Information supplied:
BEGIN
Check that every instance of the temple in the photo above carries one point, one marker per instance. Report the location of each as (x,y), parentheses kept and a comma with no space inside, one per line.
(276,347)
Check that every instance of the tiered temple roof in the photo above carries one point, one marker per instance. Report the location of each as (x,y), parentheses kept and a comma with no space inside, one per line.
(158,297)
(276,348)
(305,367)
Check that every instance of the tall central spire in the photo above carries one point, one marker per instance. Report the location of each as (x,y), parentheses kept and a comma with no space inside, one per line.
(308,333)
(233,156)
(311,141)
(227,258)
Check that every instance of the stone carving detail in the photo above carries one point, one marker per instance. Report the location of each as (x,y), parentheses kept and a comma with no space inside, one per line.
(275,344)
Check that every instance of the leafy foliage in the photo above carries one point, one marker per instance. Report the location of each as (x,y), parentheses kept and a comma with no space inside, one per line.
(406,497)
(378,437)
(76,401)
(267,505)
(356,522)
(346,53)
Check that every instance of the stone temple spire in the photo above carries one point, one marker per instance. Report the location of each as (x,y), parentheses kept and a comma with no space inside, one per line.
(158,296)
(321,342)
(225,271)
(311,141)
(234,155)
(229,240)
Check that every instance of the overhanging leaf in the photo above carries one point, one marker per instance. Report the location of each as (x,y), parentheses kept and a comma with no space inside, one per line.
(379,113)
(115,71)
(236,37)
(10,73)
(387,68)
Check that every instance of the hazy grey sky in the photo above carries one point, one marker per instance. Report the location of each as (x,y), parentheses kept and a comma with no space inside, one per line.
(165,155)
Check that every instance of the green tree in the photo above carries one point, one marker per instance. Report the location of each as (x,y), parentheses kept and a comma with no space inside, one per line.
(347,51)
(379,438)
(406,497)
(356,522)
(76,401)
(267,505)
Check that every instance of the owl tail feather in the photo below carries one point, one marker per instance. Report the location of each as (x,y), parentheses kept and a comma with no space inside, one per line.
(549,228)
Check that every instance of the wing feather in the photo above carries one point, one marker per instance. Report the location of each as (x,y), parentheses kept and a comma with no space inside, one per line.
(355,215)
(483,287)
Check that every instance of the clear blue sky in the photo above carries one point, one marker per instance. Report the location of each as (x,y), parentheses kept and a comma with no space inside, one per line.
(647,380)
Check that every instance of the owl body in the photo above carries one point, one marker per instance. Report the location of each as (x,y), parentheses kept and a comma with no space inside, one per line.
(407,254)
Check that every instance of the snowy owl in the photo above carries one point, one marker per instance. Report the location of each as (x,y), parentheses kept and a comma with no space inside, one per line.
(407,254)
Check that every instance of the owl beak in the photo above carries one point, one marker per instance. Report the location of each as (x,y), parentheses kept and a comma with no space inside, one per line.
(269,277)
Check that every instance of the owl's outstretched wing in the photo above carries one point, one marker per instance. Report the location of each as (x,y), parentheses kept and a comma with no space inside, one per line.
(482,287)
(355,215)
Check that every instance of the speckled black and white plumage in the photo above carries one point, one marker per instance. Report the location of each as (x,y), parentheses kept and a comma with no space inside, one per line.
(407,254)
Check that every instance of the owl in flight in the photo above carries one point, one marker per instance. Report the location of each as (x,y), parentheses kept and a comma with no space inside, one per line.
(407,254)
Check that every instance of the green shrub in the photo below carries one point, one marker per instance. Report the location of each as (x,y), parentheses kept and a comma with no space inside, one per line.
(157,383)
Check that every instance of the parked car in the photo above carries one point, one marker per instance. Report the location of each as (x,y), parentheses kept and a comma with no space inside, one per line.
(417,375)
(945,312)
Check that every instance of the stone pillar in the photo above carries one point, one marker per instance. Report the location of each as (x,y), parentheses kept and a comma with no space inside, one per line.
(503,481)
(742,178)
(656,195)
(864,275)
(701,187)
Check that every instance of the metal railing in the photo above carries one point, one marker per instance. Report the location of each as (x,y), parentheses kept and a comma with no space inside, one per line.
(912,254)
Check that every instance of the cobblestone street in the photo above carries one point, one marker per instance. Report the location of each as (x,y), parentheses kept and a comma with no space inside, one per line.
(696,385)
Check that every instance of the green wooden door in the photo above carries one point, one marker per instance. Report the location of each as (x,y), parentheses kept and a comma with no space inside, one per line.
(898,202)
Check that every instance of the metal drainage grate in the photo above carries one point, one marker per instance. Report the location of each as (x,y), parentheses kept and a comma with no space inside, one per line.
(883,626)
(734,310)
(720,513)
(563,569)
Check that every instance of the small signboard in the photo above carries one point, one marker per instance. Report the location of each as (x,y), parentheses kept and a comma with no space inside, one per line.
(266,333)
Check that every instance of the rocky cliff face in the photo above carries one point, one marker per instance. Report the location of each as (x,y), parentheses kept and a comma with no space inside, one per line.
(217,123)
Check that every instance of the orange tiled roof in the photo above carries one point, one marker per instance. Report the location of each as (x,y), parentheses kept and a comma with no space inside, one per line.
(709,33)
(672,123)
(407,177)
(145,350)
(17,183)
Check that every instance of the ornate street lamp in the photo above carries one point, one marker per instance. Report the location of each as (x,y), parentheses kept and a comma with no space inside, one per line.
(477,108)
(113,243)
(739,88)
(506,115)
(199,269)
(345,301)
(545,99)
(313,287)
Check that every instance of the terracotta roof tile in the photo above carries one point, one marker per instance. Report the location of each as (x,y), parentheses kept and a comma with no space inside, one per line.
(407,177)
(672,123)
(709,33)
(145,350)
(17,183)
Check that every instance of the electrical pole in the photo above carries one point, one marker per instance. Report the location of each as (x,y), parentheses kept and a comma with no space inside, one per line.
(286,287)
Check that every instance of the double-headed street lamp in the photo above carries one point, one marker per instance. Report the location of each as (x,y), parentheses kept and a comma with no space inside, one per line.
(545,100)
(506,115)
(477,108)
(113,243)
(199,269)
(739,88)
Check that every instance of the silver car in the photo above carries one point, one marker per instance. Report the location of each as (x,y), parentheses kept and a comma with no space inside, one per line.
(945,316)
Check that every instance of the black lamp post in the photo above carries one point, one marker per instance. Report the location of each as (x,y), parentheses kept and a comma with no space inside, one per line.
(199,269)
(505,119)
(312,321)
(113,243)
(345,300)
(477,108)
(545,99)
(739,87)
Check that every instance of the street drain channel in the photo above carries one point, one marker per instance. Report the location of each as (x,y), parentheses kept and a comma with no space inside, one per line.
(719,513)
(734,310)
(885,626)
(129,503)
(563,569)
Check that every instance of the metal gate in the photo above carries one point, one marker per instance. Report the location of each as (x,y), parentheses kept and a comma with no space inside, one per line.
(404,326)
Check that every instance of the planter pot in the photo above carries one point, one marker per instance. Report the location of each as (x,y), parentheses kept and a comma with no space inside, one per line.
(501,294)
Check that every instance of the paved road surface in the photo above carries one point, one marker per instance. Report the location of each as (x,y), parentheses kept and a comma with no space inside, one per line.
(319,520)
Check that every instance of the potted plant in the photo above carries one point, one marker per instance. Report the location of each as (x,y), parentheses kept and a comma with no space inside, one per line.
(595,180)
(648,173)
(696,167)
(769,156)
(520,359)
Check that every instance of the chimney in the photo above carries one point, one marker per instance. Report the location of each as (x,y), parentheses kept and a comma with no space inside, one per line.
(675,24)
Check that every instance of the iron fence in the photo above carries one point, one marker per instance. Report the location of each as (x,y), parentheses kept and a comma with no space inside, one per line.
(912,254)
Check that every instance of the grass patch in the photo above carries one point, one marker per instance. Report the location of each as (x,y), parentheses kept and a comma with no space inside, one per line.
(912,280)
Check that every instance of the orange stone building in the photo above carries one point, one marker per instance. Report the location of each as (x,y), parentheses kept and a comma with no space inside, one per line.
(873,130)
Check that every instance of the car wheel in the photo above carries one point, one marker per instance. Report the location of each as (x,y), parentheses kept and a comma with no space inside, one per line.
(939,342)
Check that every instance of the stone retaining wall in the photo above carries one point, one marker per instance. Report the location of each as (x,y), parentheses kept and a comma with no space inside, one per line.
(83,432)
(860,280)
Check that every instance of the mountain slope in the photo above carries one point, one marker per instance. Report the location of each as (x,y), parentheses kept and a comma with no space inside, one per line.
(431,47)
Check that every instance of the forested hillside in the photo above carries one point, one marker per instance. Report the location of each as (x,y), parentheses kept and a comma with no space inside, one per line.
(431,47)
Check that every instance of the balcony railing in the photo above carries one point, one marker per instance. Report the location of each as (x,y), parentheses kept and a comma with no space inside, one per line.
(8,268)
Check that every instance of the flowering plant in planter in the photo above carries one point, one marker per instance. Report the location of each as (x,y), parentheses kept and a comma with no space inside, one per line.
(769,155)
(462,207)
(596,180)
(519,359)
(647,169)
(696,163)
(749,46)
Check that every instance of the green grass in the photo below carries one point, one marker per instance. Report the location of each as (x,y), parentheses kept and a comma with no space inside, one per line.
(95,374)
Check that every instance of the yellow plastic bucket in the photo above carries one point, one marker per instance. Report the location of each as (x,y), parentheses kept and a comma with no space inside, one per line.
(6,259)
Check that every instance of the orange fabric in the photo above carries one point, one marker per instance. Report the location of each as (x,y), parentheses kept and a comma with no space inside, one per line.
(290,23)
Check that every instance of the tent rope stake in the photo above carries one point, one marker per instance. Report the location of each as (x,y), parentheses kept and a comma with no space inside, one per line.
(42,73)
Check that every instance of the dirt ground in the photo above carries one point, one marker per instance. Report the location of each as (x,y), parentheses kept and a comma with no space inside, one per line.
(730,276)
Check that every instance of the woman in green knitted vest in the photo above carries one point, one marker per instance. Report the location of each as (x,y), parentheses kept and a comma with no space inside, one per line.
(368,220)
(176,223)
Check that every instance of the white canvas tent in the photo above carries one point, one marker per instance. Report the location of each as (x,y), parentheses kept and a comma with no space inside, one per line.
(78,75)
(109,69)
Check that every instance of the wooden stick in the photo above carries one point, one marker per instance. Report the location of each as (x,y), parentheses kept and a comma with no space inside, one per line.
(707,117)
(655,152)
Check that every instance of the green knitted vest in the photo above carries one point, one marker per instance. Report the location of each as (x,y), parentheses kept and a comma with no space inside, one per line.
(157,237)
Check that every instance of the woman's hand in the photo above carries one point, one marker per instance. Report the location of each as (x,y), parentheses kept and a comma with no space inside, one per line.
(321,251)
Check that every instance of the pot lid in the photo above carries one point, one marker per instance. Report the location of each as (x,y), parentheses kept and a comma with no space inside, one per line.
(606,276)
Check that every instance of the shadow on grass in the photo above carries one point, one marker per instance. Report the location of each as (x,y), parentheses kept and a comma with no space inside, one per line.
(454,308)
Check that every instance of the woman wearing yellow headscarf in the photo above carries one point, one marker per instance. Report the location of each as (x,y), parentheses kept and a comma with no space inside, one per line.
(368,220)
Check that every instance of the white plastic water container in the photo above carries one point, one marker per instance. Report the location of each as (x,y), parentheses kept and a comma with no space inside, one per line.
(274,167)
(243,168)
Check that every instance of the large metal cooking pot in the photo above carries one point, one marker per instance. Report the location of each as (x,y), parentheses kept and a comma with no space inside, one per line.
END
Work order: Would you give again, word for word, every line from the one with "Check that every instance of the white plastic" through the final line of the listing above?

Problem solution:
Check that every instance of the white plastic water container in the photo above carries one point, one marker per instance. Report the location of each as (x,y), parentheses kept and a comma with no space inside, one per line.
(274,167)
(243,168)
Check that every instance of the large metal cooking pot in the photo above carries one point, one marker per instance. Report the location of each as (x,y), parentheses kept and a comma with no space inside, one per line.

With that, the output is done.